■ **EXERCISE DATA**:
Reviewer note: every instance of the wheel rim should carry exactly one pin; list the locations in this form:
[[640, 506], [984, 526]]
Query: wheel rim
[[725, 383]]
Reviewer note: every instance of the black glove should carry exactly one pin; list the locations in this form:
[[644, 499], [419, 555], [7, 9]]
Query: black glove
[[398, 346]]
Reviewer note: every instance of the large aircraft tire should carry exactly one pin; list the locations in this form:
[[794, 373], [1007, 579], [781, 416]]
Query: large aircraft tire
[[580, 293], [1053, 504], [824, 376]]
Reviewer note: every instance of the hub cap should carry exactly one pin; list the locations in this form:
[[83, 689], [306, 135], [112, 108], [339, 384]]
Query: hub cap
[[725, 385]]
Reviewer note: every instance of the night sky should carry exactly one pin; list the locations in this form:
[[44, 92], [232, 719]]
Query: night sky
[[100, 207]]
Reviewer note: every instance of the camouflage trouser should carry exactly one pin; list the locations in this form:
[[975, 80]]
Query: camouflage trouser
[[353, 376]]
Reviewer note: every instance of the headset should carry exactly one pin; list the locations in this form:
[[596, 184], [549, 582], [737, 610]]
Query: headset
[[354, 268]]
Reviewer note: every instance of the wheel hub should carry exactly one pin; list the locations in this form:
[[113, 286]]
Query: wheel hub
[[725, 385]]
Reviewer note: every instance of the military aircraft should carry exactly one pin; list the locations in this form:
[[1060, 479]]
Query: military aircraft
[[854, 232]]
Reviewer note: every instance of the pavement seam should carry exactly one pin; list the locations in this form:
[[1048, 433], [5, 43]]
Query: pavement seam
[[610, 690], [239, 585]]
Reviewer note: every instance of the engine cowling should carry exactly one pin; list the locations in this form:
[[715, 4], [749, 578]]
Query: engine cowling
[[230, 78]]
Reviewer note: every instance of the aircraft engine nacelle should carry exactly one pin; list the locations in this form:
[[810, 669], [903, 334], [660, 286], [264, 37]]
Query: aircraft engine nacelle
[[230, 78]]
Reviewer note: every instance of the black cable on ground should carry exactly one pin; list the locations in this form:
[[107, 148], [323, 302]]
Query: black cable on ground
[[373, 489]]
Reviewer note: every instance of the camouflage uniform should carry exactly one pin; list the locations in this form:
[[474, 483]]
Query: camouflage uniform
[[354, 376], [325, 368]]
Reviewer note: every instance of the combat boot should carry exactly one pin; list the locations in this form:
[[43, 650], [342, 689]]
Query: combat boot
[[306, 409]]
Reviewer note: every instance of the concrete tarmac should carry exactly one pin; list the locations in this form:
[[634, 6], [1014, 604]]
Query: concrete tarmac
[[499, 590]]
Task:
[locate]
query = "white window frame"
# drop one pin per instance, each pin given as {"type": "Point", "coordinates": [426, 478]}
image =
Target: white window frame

■ **EXERCISE PROMPT**: Without leaving anything out, output all of the data above exactly.

■ **WRITTEN RESPONSE**:
Reviewer note: every instance of the wheel rim should carry exactly one pin; list the locations in this form:
[[640, 506], [984, 526]]
Query: wheel rim
[[725, 383]]
Reviewer note: every instance of the black glove should carry exactly one pin; list the locations in this form:
[[644, 499], [419, 555], [7, 9]]
Query: black glove
[[398, 346]]
Reviewer note: every instance of the large aircraft tire should carry exactly one pin; list the locations in this form:
[[794, 373], [1007, 579], [781, 416]]
Query: large aircraft tire
[[580, 293], [1053, 504], [824, 376]]
Reviewer note: every instance of the hub cap should carry exactly one pin; list the locations in this form:
[[83, 689], [306, 135], [112, 108], [339, 384]]
Query: hub cap
[[725, 385]]
Reviewer note: every instance of the night sky should carry exactly one pin; list the locations in this form:
[[44, 92], [232, 719]]
Query: night sky
[[100, 207]]
Reviewer note: every instance of the camouflage trouser should carry exactly one pin; list the locations in this form:
[[975, 80]]
Query: camouflage trouser
[[353, 376]]
Reviewer note: every instance of the headset should carry exactly one pin; list the locations in this form:
[[596, 184], [549, 582], [737, 610]]
Query: headset
[[354, 268]]
Reviewer note: every instance of the wheel hub should carry exactly one pin; list the locations in this form:
[[113, 286]]
Query: wheel hub
[[725, 385]]
Reviewer note: every instance of the military aircraft should carry exactly one pin; list the locations in this form:
[[1060, 479]]
Query: military aircraft
[[854, 232]]
Reviewer note: every instance of the pavement seam should carry exactly one pin; list the locations in this form:
[[1048, 433], [5, 43]]
Query: pavement seam
[[610, 690], [239, 585]]
Reviewer note: every instance of the engine cowling should carry exactly one pin; list the locations in this form:
[[715, 4], [749, 578]]
Query: engine cowling
[[230, 78]]
Reviewer note: every instance of the aircraft engine nacelle should carry exactly one pin; list the locations in this form:
[[810, 669], [903, 334], [660, 286], [264, 37]]
Query: aircraft engine nacelle
[[230, 78]]
Reviewer note: every instance of the black cable on ground should carry exactly one pin; list the locations in this form:
[[107, 148], [323, 302]]
Query: black cable on ground
[[373, 489]]
Reviewer note: every instance of the camouflage uniform should carry exactly one pin; list the locations in this form:
[[474, 483]]
Query: camouflage uniform
[[354, 376], [325, 368]]
Reviewer note: every instance of the combat boot should carry exactly one pin; list the locations in this form:
[[43, 650], [342, 689]]
Query: combat boot
[[306, 409]]
Reviewer note: every instance of the concrete tarmac should carry exactly one pin; list the locations in this form:
[[634, 6], [1014, 604]]
Query: concrete tarmac
[[499, 590]]
Task:
[locate]
query = "white window frame"
# drop one pin per instance, each pin given as {"type": "Point", "coordinates": [426, 478]}
image =
Target: white window frame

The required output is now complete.